He also denied that the unions were informed of
the availability of
some jobs as on 16 April 2010. When the issue was queried the
respondent came out with a version that the business
structure model
was approved in January 2010 in a special Board meeting which was a
contradictory version to one that approval
was given on 16 April
2010.
[38]
Mr Nhlapho conceded that his members employed by the respondent were
not advised by the union to lodge an internal appeal once
they were
notified of retrenchment. He found it strange that in retrenchment
proceedings there was an appeal system in place. He
said that the
respondent was supposed to offer alternatives. He confirmed writing a
letter of 21 May 2010 to the respondent in
which he pointed out,
inter alia
, that the consultation process was halted before
all requested information was supplied to the unions by the
respondent. Further,
he said that consultation was not to be limited
to the population of a new structure but that the unions were to be
involved as
well in the creation of a new structure, which the
respondent failed to do.
[39]
Finally, on the issue of financial loss incurred by the respondent in
the period leading up to the retrenchment, he said that
the
respondent’s version was that regulatory considerations were
born out by the fact that International Solvency target
ranged 40% to
50%. He said that the unions queried that assertion by asking if the
assessment was locally or internationally based.
A further concern
was about why the respondent would use ‘international
insolvency merging’ locally.
Evaluation
[40]
As already alluded to, I am called upon to determine if the
conditions listed in (a) to (d) of S189A (19) were shown by the

respondent to exist in this matter, in which case, I would have to
find that the dismissal of the employees represented by the
applicant
was fair. The question could be framed as to whether the decision to
retrench was a legitimate exercise of managerial
authority for the
purpose of attaining a commercially acceptable objective. Court is
here entitled to look at the content of the
reasons given to ensure
that they are neither arbitrary nor capricious
[8]
.
[41]
It always stood as common cause between the parties that for the
2008/2009 period the insurance industry faced severe economic

challenges compounded by the economic recession which hounded the
financial markets of the world at the time. The evidence of the

respondent must be seen with this background in mind. The evidence of
the respondent was that it went through an economic recession
in the
period preceding the retrenchment. Some details of that were given to
the employees in the local circular, the In Touch,
in the road shows
carried out, in the financial statements that were finally handed to
the unions and during the trial. All that
the applicant did was to
question the veracity of those submissions without any suggestion why
that evidence was devoid of credence.
The probabilities of this
matter favour the acceptance of the evidence of the respondent that
its business indeed suffered a great
financial loss which needed
urgent redress. I accordingly, accept that the retrenchment exercise
was to give effect to the requirement
based on the respondent’s
economic needs. In relation to the changes in the structure the main
averment by the applicant
was that the respondent did not give them
any business proposals or business rationale to indicate exactly how
the employer was
intending to implement that process and how the
change would successfully turn around the situation as proposed in
various slides.

○ ○ ○ ○

• _LIST OF TASKS_
[1] Echo the judgment excerpt word for word, everything from "challenges compounded by" down to "devoid of credence.".
[2] Summarize the judgment excerpt in three sentences.
The data has no connection to the judgment excerpt.

(Point placement records)
○ ○ ○ ○

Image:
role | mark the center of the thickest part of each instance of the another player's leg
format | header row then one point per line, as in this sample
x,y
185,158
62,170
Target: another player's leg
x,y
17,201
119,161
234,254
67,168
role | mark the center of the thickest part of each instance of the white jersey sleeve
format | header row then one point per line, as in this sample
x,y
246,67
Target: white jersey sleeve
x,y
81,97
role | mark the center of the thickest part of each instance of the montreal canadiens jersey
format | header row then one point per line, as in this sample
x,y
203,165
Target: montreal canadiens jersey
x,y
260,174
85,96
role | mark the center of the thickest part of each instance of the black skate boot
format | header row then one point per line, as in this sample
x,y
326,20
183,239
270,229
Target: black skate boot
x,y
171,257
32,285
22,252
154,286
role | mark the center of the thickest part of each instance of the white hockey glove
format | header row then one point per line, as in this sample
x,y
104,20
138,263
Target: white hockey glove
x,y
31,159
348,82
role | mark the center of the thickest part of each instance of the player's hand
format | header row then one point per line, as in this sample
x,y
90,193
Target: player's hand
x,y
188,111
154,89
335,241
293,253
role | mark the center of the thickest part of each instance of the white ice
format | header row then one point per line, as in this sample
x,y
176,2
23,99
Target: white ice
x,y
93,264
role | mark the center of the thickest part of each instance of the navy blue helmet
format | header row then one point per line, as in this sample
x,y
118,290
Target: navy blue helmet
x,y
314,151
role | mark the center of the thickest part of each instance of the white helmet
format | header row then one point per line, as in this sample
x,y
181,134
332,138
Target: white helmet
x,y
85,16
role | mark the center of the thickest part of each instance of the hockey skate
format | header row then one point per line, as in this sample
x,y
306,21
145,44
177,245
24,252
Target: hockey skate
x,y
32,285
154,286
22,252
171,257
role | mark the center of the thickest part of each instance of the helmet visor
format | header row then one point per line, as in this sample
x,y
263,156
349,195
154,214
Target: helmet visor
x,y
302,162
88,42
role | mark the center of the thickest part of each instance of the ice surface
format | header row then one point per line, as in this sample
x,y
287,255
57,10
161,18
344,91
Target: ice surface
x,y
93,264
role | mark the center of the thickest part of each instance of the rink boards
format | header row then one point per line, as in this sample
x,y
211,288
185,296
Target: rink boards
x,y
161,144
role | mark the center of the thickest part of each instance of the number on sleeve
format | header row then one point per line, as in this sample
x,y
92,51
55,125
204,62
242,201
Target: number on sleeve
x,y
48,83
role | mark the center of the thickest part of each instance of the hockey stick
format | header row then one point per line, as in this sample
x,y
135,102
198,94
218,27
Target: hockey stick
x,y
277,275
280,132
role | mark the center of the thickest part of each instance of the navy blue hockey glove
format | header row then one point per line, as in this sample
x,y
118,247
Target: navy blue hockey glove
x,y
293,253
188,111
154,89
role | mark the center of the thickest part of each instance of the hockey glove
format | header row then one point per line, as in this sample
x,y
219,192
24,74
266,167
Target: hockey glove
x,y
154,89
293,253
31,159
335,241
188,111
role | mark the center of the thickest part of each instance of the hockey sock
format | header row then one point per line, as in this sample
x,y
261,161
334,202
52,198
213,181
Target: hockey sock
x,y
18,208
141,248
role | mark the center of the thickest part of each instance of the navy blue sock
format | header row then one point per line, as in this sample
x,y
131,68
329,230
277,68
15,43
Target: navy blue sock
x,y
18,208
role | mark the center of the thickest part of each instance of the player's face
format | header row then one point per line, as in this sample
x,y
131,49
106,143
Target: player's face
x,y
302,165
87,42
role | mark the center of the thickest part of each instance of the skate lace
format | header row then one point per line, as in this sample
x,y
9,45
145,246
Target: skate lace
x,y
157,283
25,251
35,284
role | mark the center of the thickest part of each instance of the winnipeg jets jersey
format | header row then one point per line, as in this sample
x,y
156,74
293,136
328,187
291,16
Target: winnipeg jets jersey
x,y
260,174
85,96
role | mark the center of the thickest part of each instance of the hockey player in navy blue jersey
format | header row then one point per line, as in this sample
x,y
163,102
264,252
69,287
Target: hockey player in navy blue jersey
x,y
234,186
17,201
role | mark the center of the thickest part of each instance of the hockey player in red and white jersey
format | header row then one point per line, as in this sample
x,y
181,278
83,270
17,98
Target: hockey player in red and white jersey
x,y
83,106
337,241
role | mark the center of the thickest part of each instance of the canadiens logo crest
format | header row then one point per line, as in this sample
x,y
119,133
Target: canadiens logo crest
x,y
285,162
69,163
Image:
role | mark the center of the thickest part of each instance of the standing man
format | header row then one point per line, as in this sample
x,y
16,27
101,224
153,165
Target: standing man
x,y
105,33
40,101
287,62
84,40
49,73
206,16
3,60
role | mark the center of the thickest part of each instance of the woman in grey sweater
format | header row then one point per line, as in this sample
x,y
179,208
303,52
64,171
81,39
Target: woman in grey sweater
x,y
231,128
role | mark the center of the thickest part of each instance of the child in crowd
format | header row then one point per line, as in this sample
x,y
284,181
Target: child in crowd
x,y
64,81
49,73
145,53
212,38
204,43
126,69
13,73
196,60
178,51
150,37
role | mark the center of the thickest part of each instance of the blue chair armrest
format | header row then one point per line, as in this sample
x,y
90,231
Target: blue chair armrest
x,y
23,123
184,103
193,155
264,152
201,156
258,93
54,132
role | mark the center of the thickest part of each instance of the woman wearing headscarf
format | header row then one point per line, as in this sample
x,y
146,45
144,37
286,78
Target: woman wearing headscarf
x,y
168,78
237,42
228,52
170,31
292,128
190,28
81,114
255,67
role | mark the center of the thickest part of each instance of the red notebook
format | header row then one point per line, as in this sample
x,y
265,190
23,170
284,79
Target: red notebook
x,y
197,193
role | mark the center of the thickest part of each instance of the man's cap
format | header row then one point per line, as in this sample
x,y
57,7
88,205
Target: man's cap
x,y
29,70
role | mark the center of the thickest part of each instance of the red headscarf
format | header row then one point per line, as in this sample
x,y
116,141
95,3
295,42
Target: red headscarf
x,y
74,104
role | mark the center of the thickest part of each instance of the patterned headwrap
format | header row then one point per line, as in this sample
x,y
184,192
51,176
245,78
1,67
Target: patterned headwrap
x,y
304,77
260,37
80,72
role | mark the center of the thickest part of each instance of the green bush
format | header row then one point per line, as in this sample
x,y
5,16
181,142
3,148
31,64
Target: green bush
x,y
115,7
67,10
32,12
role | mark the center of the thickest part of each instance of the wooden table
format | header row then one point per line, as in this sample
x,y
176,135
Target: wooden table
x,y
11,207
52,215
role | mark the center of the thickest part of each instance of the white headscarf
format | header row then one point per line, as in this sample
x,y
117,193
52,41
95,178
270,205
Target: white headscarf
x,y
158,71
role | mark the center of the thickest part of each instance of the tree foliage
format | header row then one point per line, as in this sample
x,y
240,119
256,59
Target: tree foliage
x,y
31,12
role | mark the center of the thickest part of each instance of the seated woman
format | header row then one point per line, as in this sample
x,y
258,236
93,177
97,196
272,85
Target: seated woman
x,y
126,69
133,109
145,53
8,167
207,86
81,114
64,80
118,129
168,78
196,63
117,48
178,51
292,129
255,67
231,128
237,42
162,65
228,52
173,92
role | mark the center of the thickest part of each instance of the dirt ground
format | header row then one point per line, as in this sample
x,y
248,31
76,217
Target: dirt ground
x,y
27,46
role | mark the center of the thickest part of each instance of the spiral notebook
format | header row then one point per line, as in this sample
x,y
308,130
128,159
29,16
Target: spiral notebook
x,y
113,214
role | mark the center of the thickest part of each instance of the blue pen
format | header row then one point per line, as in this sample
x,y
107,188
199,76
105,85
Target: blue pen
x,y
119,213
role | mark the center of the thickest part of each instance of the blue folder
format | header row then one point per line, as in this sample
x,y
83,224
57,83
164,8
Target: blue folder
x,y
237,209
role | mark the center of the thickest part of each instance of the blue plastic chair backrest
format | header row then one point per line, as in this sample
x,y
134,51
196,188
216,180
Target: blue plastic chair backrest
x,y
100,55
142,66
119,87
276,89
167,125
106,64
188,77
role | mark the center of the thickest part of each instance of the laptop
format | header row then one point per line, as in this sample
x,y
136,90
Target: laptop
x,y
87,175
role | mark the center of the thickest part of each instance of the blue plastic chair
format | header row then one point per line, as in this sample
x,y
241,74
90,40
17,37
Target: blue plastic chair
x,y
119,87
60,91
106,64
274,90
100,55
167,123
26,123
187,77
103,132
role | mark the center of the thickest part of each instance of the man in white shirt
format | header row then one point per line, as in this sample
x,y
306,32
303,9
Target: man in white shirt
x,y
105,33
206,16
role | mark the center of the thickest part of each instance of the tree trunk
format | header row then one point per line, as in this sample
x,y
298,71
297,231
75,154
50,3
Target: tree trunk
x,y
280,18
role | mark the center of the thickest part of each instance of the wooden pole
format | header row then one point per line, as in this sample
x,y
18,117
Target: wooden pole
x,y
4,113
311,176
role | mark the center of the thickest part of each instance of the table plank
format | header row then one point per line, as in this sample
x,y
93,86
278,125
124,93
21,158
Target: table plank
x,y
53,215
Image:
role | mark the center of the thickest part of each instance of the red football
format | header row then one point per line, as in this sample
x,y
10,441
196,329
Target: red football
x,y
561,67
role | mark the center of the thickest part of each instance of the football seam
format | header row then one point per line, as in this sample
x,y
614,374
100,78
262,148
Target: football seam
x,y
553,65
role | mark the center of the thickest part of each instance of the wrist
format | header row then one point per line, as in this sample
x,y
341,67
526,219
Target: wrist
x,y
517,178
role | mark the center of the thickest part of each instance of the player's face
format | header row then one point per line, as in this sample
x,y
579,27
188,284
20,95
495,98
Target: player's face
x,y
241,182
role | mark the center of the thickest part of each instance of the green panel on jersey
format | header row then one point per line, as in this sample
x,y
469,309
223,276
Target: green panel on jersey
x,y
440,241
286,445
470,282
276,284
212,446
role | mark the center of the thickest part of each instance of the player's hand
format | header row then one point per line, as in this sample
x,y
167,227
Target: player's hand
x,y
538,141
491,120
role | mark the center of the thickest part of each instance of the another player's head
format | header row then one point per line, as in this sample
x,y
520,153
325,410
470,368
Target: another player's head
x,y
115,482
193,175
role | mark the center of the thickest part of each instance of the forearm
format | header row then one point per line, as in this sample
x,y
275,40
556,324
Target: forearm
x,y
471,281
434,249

○ ○ ○ ○

• _SOLUTIONS TO EACH TASK_
[1]
challenges compounded by the economic recession which hounded the
financial markets of the world at the time. The evidence of the

respondent must be seen with this background in mind. The evidence of
the respondent was that it went through an economic recession
in the
period preceding the retrenchment. Some details of that were given to
the employees in the local circular, the In Touch,
in the road shows
carried out, in the financial statements that were finally handed to
the unions and during the trial. All that
the applicant did was to
question the veracity of those submissions without any suggestion why
that evidence was devoid of credence.

[2] Mr Nhlapho conceded that the union did not advise its members to lodge an internal appeal, said the respondent was supposed to offer alternatives, and confirmed writing a letter stating that consultation was halted before all requested information was supplied. The court must determine whether the respondent showed that the conditions in (a) to (d) of S189A (19) existed, in which case the dismissal of the employees would be fair. Noting that the applicant only questioned the veracity of the respondent's evidence without suggesting why it lacked credence, the court accepted that the respondent suffered a great financial loss and that the retrenchment gave effect to its economic needs.